• TEXT EXCERPT
Veterans say they are finding relief in psychedelics
Veterans say they are finding relief in psychedelics 04:49

PITTSBURGH (KDKA) — Adam Zaffuto came home to Pittsburgh after tours of duty in Iraq and Afghanistan, but the wars and their emotional scars came back with him. 

They came back even as he pursued a new life and a degree at Duquesne University.   

"Walking out of classes at Duquesne and starting to do scans for snipers like we would in Iraq. Sounds reverberate in a city like a car backfiring or a garbage truck dropping a dumpster sounds in the city exactly like a mortar round landing, and that would cause these startle responses in me and those are the key highlights of combat PTSD," he said. 

Post-traumatic stress, reliving the horrors of combat, losing friends to exploding IEDs and firefights, walking through hidden dangers at every step. Newly married himself and soon to be the father of a baby girl, Zaffuto continued living in that world and in need of help, the kind the Veterans Administration could not or would not provide.

• TASK DIRECTIONS
Extract the passage of the veterans and psychedelics text from "They came back" up to and including "would not provide.". The records are separate material and have no connection to the text about veterans and psychedelics.

• DATA RECORDS

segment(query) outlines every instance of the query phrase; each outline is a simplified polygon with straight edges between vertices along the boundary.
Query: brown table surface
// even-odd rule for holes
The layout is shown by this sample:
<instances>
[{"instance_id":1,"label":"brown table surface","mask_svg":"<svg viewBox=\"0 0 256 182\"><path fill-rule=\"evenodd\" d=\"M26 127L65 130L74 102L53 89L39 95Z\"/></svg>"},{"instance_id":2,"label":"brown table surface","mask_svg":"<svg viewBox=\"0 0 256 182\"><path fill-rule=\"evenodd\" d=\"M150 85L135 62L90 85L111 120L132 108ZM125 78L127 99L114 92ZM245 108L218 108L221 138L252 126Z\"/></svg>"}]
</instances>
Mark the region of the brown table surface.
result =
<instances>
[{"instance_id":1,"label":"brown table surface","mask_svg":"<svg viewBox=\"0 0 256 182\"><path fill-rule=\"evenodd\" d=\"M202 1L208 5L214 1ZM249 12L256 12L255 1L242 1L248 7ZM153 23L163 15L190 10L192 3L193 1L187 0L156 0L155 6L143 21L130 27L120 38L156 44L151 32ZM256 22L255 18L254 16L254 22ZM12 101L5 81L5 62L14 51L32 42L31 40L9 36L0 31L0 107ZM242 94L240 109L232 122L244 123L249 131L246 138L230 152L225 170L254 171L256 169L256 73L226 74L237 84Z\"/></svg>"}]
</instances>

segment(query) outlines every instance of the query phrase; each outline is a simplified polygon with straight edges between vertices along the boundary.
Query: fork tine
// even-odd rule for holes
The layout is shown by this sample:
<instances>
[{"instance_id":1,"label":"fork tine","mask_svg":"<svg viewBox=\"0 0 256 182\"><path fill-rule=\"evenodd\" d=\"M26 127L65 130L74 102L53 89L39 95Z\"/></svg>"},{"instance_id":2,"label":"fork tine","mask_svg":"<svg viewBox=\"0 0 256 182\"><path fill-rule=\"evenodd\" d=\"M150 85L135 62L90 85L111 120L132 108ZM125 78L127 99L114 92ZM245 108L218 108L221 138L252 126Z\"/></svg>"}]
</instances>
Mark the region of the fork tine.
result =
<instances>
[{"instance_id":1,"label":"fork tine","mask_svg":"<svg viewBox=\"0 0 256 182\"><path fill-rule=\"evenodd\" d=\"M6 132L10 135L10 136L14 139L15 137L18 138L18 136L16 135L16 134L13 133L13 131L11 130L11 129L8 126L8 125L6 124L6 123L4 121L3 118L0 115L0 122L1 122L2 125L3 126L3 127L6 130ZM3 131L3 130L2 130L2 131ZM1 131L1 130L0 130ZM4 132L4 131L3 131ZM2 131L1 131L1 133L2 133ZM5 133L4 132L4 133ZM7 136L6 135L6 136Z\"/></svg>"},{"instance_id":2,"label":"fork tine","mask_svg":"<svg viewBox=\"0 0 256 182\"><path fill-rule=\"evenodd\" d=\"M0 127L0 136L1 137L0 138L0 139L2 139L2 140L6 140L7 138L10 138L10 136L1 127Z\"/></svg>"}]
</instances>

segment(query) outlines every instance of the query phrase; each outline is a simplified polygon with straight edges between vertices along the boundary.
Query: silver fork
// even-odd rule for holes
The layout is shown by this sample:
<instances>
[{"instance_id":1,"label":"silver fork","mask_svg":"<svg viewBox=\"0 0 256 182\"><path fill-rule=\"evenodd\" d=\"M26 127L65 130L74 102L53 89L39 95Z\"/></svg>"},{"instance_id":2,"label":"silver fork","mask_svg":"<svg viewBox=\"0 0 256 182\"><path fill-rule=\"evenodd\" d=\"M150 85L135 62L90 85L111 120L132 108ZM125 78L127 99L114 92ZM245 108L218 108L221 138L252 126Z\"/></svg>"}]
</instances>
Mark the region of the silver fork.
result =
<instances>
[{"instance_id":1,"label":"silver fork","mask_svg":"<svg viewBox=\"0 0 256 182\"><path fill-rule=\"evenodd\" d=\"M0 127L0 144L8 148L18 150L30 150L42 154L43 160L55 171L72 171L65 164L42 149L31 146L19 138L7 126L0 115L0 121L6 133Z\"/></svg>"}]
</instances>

• RESPONSE FOR THIS EXERCISE
They came back even as he pursued a new life and a degree at Duquesne University.   

"Walking out of classes at Duquesne and starting to do scans for snipers like we would in Iraq. Sounds reverberate in a city like a car backfiring or a garbage truck dropping a dumpster sounds in the city exactly like a mortar round landing, and that would cause these startle responses in me and those are the key highlights of combat PTSD," he said. 

Post-traumatic stress, reliving the horrors of combat, losing friends to exploding IEDs and firefights, walking through hidden dangers at every step. Newly married himself and soon to be the father of a baby girl, Zaffuto continued living in that world and in need of help, the kind the Veterans Administration could not or would not provide.